GIVEN RECORDS >>
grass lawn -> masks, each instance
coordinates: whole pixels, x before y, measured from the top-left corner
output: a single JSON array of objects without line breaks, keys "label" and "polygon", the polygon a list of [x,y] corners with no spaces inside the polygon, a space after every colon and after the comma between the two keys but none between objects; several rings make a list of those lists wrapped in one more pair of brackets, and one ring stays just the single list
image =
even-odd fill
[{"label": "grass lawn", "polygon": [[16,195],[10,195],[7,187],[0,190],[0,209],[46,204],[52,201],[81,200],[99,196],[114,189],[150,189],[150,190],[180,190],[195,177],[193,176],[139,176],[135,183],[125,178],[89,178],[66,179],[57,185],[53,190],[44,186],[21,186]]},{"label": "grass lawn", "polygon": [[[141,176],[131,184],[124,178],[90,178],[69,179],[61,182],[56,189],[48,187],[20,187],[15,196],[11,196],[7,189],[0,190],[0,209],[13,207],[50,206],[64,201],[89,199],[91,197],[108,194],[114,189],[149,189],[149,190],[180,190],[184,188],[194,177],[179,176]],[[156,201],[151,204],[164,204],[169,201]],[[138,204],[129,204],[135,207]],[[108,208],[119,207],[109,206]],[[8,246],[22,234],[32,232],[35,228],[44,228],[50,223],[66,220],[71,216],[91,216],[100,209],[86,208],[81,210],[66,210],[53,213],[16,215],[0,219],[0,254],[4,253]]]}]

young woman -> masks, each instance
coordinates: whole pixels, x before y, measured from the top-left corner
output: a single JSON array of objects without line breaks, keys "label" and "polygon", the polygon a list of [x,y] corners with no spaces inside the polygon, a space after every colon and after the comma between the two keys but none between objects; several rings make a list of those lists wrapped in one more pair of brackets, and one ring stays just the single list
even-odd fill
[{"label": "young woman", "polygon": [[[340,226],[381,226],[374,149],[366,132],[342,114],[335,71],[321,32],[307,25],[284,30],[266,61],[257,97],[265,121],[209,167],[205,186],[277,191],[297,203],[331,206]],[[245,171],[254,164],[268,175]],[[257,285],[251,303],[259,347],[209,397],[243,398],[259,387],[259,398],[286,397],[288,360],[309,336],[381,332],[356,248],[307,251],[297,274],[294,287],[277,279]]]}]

PROBLEM STATEMENT >> Reproduce every line of the listing above verbatim, preserving all characters, spacing, and line breaks without alteration.

SOLUTION TO THE PROBLEM >>
grass lawn -> masks, each instance
coordinates: whole pixels, x before y, measured from the top-left corner
output: a single JSON array of objects without line breaks, keys "label" and "polygon", the polygon a list of [x,y] corners with no spaces inside the polygon, a space after every colon and after the comma between the two keys but none between objects; several rings make a list of those lists wrapped in one more pair of brackets, and one ring stays just the single list
image =
even-odd fill
[{"label": "grass lawn", "polygon": [[16,195],[10,195],[7,187],[0,190],[0,209],[46,204],[52,201],[81,200],[99,196],[114,189],[150,189],[150,190],[180,190],[195,177],[193,176],[139,176],[135,183],[125,178],[89,178],[66,179],[57,185],[53,190],[44,186],[21,186]]},{"label": "grass lawn", "polygon": [[[141,176],[131,184],[124,178],[90,178],[69,179],[61,182],[56,189],[48,187],[20,187],[15,196],[11,196],[7,189],[0,190],[0,209],[13,207],[50,206],[64,201],[89,199],[91,197],[108,194],[114,189],[149,189],[149,190],[180,190],[184,188],[194,177],[179,176]],[[156,201],[151,204],[164,204],[169,201]],[[138,204],[129,204],[135,207]],[[108,208],[119,207],[109,206]],[[8,246],[22,234],[32,232],[35,228],[44,228],[50,223],[66,220],[71,216],[91,216],[100,209],[86,208],[81,210],[66,210],[53,213],[16,215],[0,219],[0,254],[4,253]]]}]

young woman -> masks, each instance
coordinates: whole pixels, x before y, measured from the top-left corner
output: a single JSON array of objects without line breaks, keys "label" and "polygon", the polygon a list of [x,y] corners with no spaces inside the polygon, a space after every colon and after the comma between the two keys but none between objects; several rings make a list of those lists wrapped in one more pair of brackets, and one ring stays just the single list
even-odd fill
[{"label": "young woman", "polygon": [[[340,226],[381,226],[374,149],[366,132],[342,114],[335,71],[321,32],[307,25],[284,30],[266,61],[257,97],[265,121],[209,167],[205,186],[277,191],[297,203],[331,206]],[[245,171],[254,164],[268,175]],[[257,285],[251,303],[259,347],[209,397],[243,398],[259,387],[259,398],[286,397],[288,360],[309,336],[381,332],[356,248],[307,251],[297,274],[294,287],[277,279]]]}]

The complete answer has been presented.